Given text>
The intersection  was quiet, with an occasional car coming by.  The four-lane highway (US 19/64) is intersected by 19 business which leads over the Valley River, past the Save O Lots, into downtown Andrews.  Over the bridge that crosses the river is the other half of my diet:  Save O Lots, McDonalds and occasionally popcorn from the Theater.  And less than 100 meters on the other side of the Save O Lots was the FBI headquarters.  I would literally spend the entire summer eating the same food as my pursuers.  As they searched the mountains 25 miles away, I kept them at arms' length.  To get across the well lighted bridge to the Andrews side was difficult because a car coming from a side street  out onto the main-strip would present a potential problem. To get back across from the Andrews side was too risky as well because of the blind spot caused by trees along the interstate: a car coming down the interstate from the west could not be seen until it was right on top of you.  The alternative was to cross the river.  Despite the fact that one of the worst droughts in recorded history had effected the water level, the river was, at times, a swimming adventure.  I had improvised a pair of waders made out of plastic garbage bags and string, and I would put these on and cross the river just upstream from the bridge.  Needless to say the rocks were very slippery, and wandering around sleep deprived in the middle of the night is not the best condition to be in in order to cross that river.  I had taken the plunge into that damned river a few times before, and I was dreading the prospect of taking the plunge on this night.  The river was cold as ice, with a slight mist hanging over the rustling water.  The trip across went smooth without a drop of water on me.

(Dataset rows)
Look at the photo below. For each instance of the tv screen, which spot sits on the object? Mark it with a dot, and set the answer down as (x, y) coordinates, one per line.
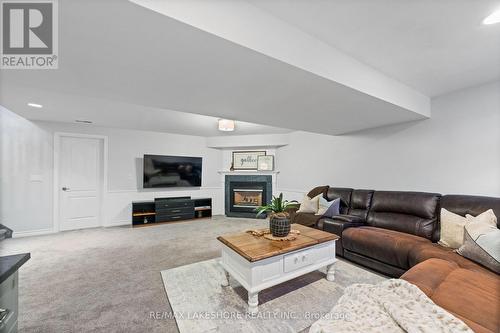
(171, 171)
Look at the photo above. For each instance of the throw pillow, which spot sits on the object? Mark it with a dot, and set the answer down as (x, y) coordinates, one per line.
(482, 244)
(487, 217)
(452, 229)
(328, 208)
(309, 205)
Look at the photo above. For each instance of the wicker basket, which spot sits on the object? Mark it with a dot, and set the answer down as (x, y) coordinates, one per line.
(279, 226)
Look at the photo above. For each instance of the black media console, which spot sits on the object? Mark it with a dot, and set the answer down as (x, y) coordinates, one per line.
(170, 210)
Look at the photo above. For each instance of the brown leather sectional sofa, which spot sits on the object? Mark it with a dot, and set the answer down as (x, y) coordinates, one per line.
(396, 233)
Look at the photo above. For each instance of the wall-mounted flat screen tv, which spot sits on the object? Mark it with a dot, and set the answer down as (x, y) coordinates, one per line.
(171, 171)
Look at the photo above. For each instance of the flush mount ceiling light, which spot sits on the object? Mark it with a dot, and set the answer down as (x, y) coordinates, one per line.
(226, 125)
(493, 18)
(34, 105)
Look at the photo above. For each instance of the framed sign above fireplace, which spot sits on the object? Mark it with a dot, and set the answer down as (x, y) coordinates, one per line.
(246, 160)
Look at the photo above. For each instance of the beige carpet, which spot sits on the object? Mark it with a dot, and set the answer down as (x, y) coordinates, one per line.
(195, 291)
(108, 279)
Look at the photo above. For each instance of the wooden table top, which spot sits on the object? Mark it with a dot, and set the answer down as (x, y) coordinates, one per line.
(254, 248)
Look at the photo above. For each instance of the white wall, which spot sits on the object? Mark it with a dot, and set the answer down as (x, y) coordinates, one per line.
(27, 167)
(456, 151)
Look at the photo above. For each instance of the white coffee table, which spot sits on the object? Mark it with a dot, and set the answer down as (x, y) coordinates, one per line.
(258, 263)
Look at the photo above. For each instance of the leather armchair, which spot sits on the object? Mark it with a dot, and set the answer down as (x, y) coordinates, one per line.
(337, 224)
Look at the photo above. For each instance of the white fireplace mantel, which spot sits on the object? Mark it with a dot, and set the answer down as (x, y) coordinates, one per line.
(273, 174)
(247, 172)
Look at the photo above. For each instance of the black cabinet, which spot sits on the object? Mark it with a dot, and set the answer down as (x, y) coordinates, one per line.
(170, 209)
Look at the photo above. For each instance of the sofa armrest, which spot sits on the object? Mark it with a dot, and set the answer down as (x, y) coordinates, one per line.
(338, 223)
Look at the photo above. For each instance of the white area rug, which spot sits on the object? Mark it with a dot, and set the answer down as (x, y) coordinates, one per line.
(200, 304)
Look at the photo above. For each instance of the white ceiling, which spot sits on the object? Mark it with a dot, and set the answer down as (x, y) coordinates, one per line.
(115, 50)
(122, 65)
(68, 108)
(433, 46)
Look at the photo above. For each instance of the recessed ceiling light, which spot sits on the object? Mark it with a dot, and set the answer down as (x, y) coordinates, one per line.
(493, 18)
(226, 125)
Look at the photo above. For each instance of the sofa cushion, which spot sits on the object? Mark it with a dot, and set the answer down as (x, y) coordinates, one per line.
(482, 244)
(409, 212)
(307, 219)
(472, 296)
(452, 229)
(423, 251)
(388, 246)
(473, 205)
(328, 208)
(318, 190)
(345, 197)
(309, 205)
(360, 203)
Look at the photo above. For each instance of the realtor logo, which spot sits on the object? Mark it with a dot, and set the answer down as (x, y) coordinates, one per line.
(29, 34)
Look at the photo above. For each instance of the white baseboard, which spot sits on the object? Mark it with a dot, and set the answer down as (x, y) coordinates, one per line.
(118, 223)
(39, 232)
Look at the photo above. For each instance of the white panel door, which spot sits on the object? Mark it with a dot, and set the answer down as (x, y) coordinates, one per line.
(80, 182)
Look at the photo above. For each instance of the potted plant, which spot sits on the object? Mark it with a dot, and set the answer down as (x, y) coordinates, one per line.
(279, 218)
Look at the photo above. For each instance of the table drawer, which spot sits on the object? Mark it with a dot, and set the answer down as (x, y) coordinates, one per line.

Challenges>
a) In the Andrews passage, what were the homemade waders made of?
b) Write the next part of the Andrews passage, picking up after its final sentence.
You won't need the items for any of this.

Answers to the problems>
a) Plastic garbage bags and string.

b)
Once over my first stop was the green garbage can behind Gibson's Furniture, where I usually found at least one item of interest. Chief among these items were USA Today newspapers –  two sometimes three a week.  Even though USA Today is a poorly written left-wing rag, this was a good find, for I spent a good deal of my days reading and re-reading these papers. Often as I went about my weekly late night chores, I would think about the articles I had read that day, and engage in debates with myself about the latest issue of interest in the news, or I would invent comedy routines based upon something in the paper that I had found to be funny.  In a recent USA Today article, Human Rights groups were protesting the abuse of factory-workers in Vietnam. Apparently Nike shoe factories in Vietnam employ a large number of young females as workers, and these are usually managed by middle-aged, South Korean males who often behave like tyrants towards their workers.  One of the accusations involved these managers forcing the girls, when they misbehaved, to run around the factory, and also they were made to lick the floor.  On this particular night the dialogue, with myself, was based upon an imagined scene between these abused girls and their tyrant boss.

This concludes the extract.